* Bloco de texto:
--------------------------------------------------

GERAL

O fundamento político da estabilidade

Tarso Genro / Publicado em 8 de julho de 1997

A questão da estabilidade do servidor público tem sido abordada, normalmente, a partir de uma ótica profundamente distorcida, como se esta garantia visasse principalmente a proteção do servidor. Tal abordagem deixa vulnerável o servidor público perante a sociedade, pois ela destaca a estabilidade como vantagem incompreensível para uma boa parte da população, já que na esfera da atividade privada ela inexiste para os demais trabalhadores.

Esta visão equivocada, não só desgasta politicamente a imagem do servidor, que passa a ser visto injustamente como “privilegiado”, como também deixa de lado o interesse público de natureza coletiva, que incide sobre a relação de trabalho do servidor com o Estado. Aliás, uma relação de trabalho que não visa “dar lucro” nem proporcionar a acumulação privada, mas responder a determinadas necessidades sociais.

Não resta a menor dúvida que a estabilidade do servidor público também é uma conquista dos trabalhadores. Trata-se de um patrimônio jurídico que integra o trabalhador, que presta serviços ao Estado, num patamar de cidadania superior àquele historicamente reconhecido aos trabalhadores das empresas privadas. Mas isto é apenas um aspecto – e secundário – do instituto da estabilidade do servidor, cujo fundamento político é bem outro.

Para que possamos refletir corretamente sobre a questão da estabilidade do servidor público, temos de partir de um princípio importantíssimo para a democracia moderna: o princípio da neutralidade formal do Estado. Por este princípio as instituições jurídicas do Estado democrático devem subordinar os governos, fazendo com que eles, independentemente da sua origem partidária, tendam a preservar o interesse público nos limites da Constituição.

--------------------------------------------------

* Lista de dados:

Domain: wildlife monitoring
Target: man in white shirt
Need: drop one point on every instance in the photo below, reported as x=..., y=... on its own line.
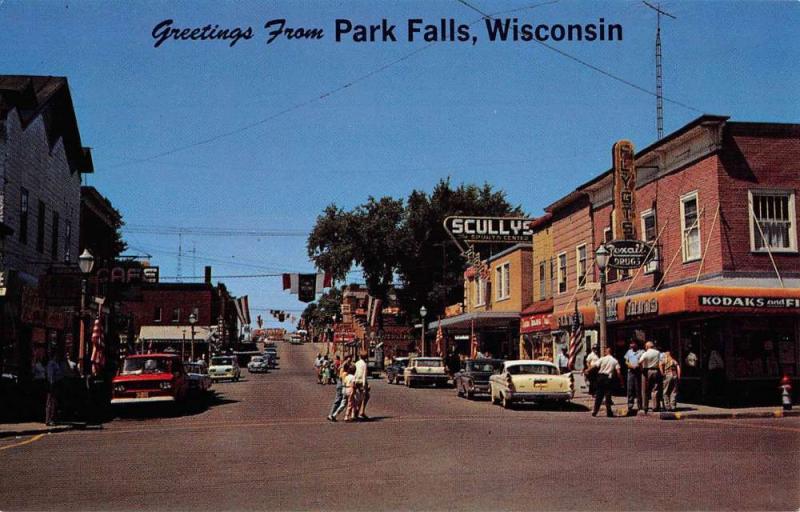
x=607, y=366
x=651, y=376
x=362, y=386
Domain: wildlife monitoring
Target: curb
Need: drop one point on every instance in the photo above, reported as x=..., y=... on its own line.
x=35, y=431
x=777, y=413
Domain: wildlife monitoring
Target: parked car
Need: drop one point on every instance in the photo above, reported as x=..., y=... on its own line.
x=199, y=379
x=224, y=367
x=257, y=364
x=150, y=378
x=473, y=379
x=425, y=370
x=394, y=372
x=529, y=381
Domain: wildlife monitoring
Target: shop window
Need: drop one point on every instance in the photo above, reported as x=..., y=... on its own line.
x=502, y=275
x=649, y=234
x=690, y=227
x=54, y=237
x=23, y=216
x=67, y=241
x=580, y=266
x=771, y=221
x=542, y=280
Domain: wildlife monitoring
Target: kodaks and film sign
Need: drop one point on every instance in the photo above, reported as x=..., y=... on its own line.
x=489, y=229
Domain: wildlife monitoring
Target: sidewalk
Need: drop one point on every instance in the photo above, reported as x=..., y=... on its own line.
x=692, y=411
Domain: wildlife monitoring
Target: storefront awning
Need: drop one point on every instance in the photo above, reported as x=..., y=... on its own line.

--------------------------------------------------

* Tarefa curta:
Dê a continuação do texto sobre a estabilidade do servidor público, a partir do ponto em que ele termina. Os registros não têm relação com o texto sobre a estabilidade do servidor público.

* Em resposta:
O objetivo desta subordinação dos governantes à legalidade é obrigar a que o Estado trate todos os cidadãos, independentemente do sexo, raça, religião e condição social, segundo o princípio da igualdade perante a lei.

Este princípio, inscrito em todas as Constituições modernas, traduz um grande avanço democrático. O princípio é, sem dúvida, uma forma de legitimar o Estado, para que ele assegure um “contrato social” estável. De outra parte, ele permite também que o Estado “preserve-se” com uma postura formalmente neutra, para assegurar o domínio das classes privilegiadas, cujo poder se dá a partir do processo de produção. Mas ele traduz uma evidente conquista histórica da cidadania. Por quê? Ora, ele enseja que a dominação balize-se por determinada previsibilidade, dada pela ordem jurídica, garantindo ao cidadão direitos mínimos, conquistados a partir, inclusive, das revoluções sociais modernas. Estas conquistas, aliás, se deram marcadamente a partir das lutas da classe trabalhadora e da cidadania, no interior de sangrentos processo que ocorreram desde o século 18.

Mas atenção! O Estado, como estrutura jurídico-política abstrata, realiza a sua concretude através dos seus agentes, através das pessoas jurídicas de direito público e através das pessoas físicas: os indivíduos. Estes, são os que concretizam a presença abstrata do Estado, nas suas relações com a coletividade ou com outros indivíduos tomados isoladamente.

Desta forma, os cargos e funções que o Estado organiza na administração, são cargos e funções que, em regra, devem ser indisponíveis para o governante, pois os servidores que o exercem não servem aos governos, mas ao Estado. Eles servem a uma ordem jurídica determinada, que trata os outros cidadãos ou comunidades, não a partir do que pensa o governante, mas a partir do que diz a Constituição, para dar a cada cidadão um tratamento segundo a lei e o direito.

Se o servidor público torna-se uma pessoa física “disponível” pelo governante, ele fica sujeito a “politizar” o seu trabalho, no sentido de subordiná-lo aos interesses conjunturais do governo e não aos princípios que informam a ordem democrática, organizada pela Constituição política do Estado.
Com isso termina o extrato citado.